[Data excerpts]

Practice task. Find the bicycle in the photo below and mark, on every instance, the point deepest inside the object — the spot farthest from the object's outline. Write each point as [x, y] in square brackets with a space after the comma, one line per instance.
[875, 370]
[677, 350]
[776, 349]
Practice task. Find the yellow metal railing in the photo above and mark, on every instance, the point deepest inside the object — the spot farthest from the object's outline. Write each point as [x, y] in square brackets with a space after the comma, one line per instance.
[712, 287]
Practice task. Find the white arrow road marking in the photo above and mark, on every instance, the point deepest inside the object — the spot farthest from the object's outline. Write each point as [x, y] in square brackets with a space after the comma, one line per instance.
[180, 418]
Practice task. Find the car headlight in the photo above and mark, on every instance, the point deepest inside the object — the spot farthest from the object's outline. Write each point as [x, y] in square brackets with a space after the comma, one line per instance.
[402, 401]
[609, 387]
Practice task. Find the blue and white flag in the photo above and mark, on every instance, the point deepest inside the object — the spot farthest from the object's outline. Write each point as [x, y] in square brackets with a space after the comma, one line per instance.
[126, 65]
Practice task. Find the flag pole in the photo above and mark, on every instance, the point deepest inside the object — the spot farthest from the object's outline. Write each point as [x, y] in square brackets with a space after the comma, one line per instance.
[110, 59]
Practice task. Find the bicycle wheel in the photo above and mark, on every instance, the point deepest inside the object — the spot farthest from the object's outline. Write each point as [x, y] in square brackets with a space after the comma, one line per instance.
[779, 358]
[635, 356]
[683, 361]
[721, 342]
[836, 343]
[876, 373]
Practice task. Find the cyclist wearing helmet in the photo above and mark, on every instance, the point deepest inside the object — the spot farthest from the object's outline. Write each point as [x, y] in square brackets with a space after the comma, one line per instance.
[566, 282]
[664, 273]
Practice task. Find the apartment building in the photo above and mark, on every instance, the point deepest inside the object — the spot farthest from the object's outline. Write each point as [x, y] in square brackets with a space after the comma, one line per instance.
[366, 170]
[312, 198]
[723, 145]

[/Data excerpts]

* Task instructions:
Locate the line with "Practice task. Find the apartment" in the entries above; extract it and every line after it, verbatim.

* Exercise response:
Practice task. Find the apartment building in the photo above and mark, on every instance, the point deepest inside the object — the spot farthest from the object's outline. Write each point as [x, y] in square brackets with a space after the comma, one line per instance.
[366, 170]
[312, 198]
[723, 145]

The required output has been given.